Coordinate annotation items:
━━━━━━━━

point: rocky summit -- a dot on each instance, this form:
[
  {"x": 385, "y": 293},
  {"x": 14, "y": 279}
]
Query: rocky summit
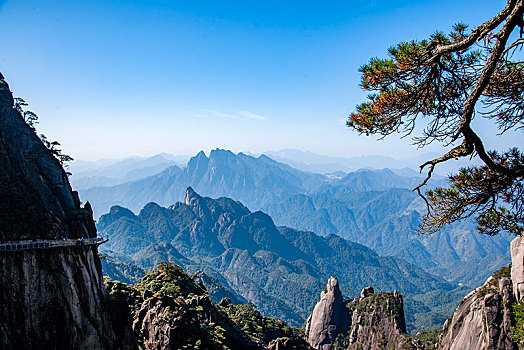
[
  {"x": 373, "y": 321},
  {"x": 51, "y": 298}
]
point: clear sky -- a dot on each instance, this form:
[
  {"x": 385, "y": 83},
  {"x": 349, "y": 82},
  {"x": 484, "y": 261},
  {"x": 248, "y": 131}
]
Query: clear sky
[{"x": 117, "y": 78}]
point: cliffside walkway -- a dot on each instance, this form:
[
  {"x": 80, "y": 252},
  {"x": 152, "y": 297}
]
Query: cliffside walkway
[{"x": 50, "y": 244}]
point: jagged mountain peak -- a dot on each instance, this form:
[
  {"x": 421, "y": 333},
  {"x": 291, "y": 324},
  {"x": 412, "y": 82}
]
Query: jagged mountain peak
[
  {"x": 191, "y": 196},
  {"x": 332, "y": 287}
]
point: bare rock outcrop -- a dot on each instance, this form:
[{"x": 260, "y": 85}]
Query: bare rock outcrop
[
  {"x": 373, "y": 321},
  {"x": 483, "y": 319},
  {"x": 52, "y": 298},
  {"x": 329, "y": 318},
  {"x": 377, "y": 321}
]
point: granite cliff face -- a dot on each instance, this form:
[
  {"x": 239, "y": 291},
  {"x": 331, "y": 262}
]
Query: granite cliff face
[
  {"x": 329, "y": 318},
  {"x": 373, "y": 321},
  {"x": 486, "y": 317},
  {"x": 51, "y": 298},
  {"x": 483, "y": 319}
]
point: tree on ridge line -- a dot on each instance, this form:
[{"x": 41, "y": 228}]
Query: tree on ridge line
[{"x": 448, "y": 80}]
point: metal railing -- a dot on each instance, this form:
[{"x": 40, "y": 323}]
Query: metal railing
[{"x": 49, "y": 244}]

━━━━━━━━

→ **WHAT IS ASKED**: Copy out all of the items above word for word, leaving out the pictures.

→ **OUTPUT FOR THIS EXERCISE**:
point: rocky summit -- a dot on each instance, this form:
[
  {"x": 385, "y": 293},
  {"x": 14, "y": 279}
]
Query: rocky summit
[
  {"x": 373, "y": 321},
  {"x": 51, "y": 298}
]
point: clear sky -- a dot on each instance, this form:
[
  {"x": 385, "y": 83},
  {"x": 349, "y": 82},
  {"x": 484, "y": 261},
  {"x": 248, "y": 131}
]
Query: clear sky
[{"x": 117, "y": 78}]
point: cliffside walkway -- a dot on each instance, this form:
[
  {"x": 80, "y": 252},
  {"x": 152, "y": 297}
]
Query: cliffside walkway
[{"x": 50, "y": 244}]
point: jagged mountain peak -- a dot on each instance, this form:
[
  {"x": 421, "y": 333},
  {"x": 291, "y": 324},
  {"x": 412, "y": 82}
]
Query: jagged mountain peak
[
  {"x": 191, "y": 196},
  {"x": 332, "y": 287}
]
point: bare rock outcrop -- a dot on each instance, this form:
[{"x": 260, "y": 85}]
Query: bare rock outcrop
[
  {"x": 373, "y": 321},
  {"x": 483, "y": 319},
  {"x": 52, "y": 298},
  {"x": 329, "y": 318},
  {"x": 377, "y": 321}
]
point: granite cliff face -- a dot on each instance, this form:
[
  {"x": 239, "y": 291},
  {"x": 331, "y": 262}
]
Query: granite cliff face
[
  {"x": 329, "y": 318},
  {"x": 373, "y": 321},
  {"x": 486, "y": 317},
  {"x": 51, "y": 298},
  {"x": 483, "y": 319}
]
point: tree on ridge line -- a dot on each instance, this form:
[{"x": 41, "y": 228}]
Query: tree on ridge line
[{"x": 448, "y": 80}]
point: metal railing -- a dot on each instance, this form:
[{"x": 40, "y": 323}]
Query: metal railing
[{"x": 49, "y": 244}]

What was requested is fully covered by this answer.